This week, 3 news items on the upcoming future of Milano and its metro community.
The MIT researcher Carlo Ratti, originally from Milan, together with other distinguished colleagues has addressed the pros and cons of the 15-minute city launched by Paris mayor Hidalgo and embrace by mayor Sala for the Municipality of Milan, in a recent article published in Nature, the world-class scientific journal.
They reason that the metropolis will survive the pandemic, and although major cities will disperse their various functions in all the city neighborhoods, certain districts will retain the entertainment, food and culture functions that only large urban areas can provide.
The universal visitation law of mobility therefore predicts that while most of the movement of residents occurs in the proximity of their respective neighborhoods and workplaces, a proportion of city travel will always be oriented to reaching crucial shopping and entertainment destinations, the very things that make a metropolis attractive to live in.
The Salone del Mobile, the word's most important trade fair for furniture and interior design, will hold a special edition on September 5-10 in the pavilions of Rho-Fieramilano.

INPUT DATA
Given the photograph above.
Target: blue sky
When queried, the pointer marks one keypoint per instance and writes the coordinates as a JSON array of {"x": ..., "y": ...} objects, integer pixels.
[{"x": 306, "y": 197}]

REQUIRED ACTION
According to the Milan news text, where will the Salone del Mobile hold its special edition? The data has nothing to do with the Milan news text.

OUTPUT OF THE TASK
In the pavilions of Rho-Fieramilano.